(Items from a data source)
--------------------
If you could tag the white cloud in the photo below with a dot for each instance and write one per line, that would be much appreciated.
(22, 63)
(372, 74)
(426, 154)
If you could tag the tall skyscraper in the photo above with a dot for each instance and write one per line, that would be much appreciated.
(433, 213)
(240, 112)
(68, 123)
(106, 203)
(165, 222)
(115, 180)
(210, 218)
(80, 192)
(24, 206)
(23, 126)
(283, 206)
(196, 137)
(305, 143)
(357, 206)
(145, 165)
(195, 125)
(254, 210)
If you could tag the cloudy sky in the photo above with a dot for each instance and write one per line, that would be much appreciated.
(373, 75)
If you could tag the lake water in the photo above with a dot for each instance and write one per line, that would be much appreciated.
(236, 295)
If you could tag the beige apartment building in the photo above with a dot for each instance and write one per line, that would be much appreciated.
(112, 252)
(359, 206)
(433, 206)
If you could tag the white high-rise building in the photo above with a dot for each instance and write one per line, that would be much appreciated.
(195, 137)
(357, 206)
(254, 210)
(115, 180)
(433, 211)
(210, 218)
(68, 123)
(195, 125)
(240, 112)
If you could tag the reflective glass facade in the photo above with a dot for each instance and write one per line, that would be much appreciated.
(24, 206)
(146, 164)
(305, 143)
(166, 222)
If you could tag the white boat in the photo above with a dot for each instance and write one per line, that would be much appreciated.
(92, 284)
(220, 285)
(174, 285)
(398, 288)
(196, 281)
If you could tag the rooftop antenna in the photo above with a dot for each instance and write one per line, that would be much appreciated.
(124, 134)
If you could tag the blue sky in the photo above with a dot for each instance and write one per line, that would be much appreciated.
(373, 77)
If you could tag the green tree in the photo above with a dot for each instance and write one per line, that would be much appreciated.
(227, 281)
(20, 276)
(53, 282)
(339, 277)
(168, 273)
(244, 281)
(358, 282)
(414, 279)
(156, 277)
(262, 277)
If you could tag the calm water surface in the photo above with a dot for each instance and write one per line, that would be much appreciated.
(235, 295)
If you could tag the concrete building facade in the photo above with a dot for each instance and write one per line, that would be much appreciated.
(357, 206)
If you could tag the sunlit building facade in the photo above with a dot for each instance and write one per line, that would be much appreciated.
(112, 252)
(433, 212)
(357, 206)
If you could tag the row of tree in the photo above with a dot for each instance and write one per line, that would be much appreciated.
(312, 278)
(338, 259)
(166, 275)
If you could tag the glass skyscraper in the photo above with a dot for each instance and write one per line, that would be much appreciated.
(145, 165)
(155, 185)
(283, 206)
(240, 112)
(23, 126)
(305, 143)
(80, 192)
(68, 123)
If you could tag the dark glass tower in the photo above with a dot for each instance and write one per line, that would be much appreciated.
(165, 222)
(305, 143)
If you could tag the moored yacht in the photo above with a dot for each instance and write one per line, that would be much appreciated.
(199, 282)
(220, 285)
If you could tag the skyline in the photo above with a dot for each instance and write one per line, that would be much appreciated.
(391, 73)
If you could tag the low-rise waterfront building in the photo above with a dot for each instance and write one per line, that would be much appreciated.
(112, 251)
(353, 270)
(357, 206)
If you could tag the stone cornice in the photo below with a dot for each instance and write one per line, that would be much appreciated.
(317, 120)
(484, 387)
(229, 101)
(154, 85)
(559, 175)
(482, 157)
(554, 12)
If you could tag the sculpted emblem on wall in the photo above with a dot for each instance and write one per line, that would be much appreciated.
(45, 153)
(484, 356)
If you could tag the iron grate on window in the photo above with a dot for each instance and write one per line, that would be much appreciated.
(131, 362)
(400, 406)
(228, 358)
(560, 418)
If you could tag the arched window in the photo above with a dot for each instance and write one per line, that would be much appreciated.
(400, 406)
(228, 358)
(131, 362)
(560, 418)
--------------------
WHAT THE EXERCISE ASKS
Express all of the records above as a two-column CSV with the headers "request" and "points", one row per request. Put the request text and its answer each in one quoted field, and replace line breaks with spaces.

SOLUTION BELOW
request,points
"If you could tag the white cloud in the photo below with a dot for each instance and write one per line, that would be much appreciated.","(22, 63) (372, 74) (426, 154)"
"If you could tag the tall skyscraper in the photo above with a dot for each instance and write one per line, that would be much appreciated.","(433, 213) (240, 112) (68, 123) (106, 203) (165, 222) (115, 180) (210, 218) (80, 192) (24, 206) (23, 126) (283, 206) (196, 137) (305, 143) (357, 206) (145, 165) (195, 125) (254, 210)"
"If you could tag the cloudy sky in the photo above with a dot for each instance and write one per line, that would be much appreciated.","(373, 75)"
"If you could tag the lake water in the photo above with a dot for each instance and write one per line, that would be much appreciated.","(236, 295)"
"If you could tag the beige apartment building in the photo above with a dot for each instance and write one per line, that would be much appreciated.","(112, 252) (359, 206) (433, 206)"
"If you could tag the white high-rise building in the photo above with a dot for each instance and write one per line, that would be much appreciated.","(195, 137) (357, 206) (254, 210) (115, 180) (433, 211) (210, 218) (68, 123) (195, 125) (240, 112)"
"If you could tag the reflective glass facade in the photo above with a dot for each instance and write one per line, that would be much appreciated.","(24, 206) (146, 164) (305, 143) (166, 222)"
"If you could tag the white boat in the photo above with a dot for each instance and write one per line, that would be much appreciated.","(92, 284) (220, 285) (174, 285) (398, 288) (196, 281)"
"If you could tag the rooftop antenna in the photo above with a dot for each instance and write one per line, that would be much appreciated.","(124, 134)"
"If you could tag the blue sky in the photo above with a dot for each instance and write one per line, that would be much appreciated.","(373, 77)"
"If you could tag the green tree in the photo above with a dot for each instance and write one per line, that would be much appreciated.","(227, 281) (20, 276) (53, 282) (339, 277) (168, 273) (244, 281) (358, 282) (414, 279) (156, 277) (262, 277)"
"If you could tag the calm water surface in the photo above with a dot for each instance and write one per line, that would be much appreciated.","(235, 295)"
"If you could tag the concrete building facade in the photo above with a dot for each instance and write one per line, that would be much appreciated.","(357, 206)"
"If you could tag the sunlit building facade in the photo above with a dot for each instance and write one per line, that would be much appreciated.","(112, 252) (433, 212) (357, 206)"
"If you could tag the row of tree in the photo above with a dot for each instance and write one per line, that would be much appreciated.","(312, 278) (338, 259) (166, 275)"
"If you could tag the glass skyscraper in the photo above with a dot for each instance and write one per line, that would be much appreciated.","(145, 165) (155, 185) (283, 206) (240, 112) (23, 126) (305, 143) (80, 192) (68, 123)"
"If you could tag the dark glass tower in the photo above with a dot for each instance and write one per line, that would be much appreciated.","(165, 222) (305, 143)"
"If you could tag the moored yacht in the photo above with a dot for each instance and write one per line, that would be much appreciated.","(199, 282) (220, 285)"
"If you could tag the skyline in the photo above with a dot for each instance and write one per line, that would be much appreciated.","(391, 73)"
"If you could tag the low-rise waterfront building in the photo above with a dot for each instance and write one per line, that would be much appreciated.","(112, 251) (353, 270) (357, 206)"
"If you could tag the stone cornice in the photo below with a dot for each instance and write one per line, that would be much appreciated.","(317, 120) (484, 387) (229, 101) (154, 85) (559, 175) (482, 157) (554, 12)"
"If you could tag the sculpted emblem on wall in the photo above with a dot for each instance and write one per line, that would be much appreciated.","(45, 153) (484, 356)"
"If you could tag the iron grate on window in the photo above with a dot for each instance and write one per line, that would be much appreciated.","(131, 362) (400, 406) (228, 358) (560, 418)"
"If you could tag the arched window in the photo above with a dot for each instance and write one per line, that would be much appreciated.","(400, 406) (228, 358) (131, 362) (560, 418)"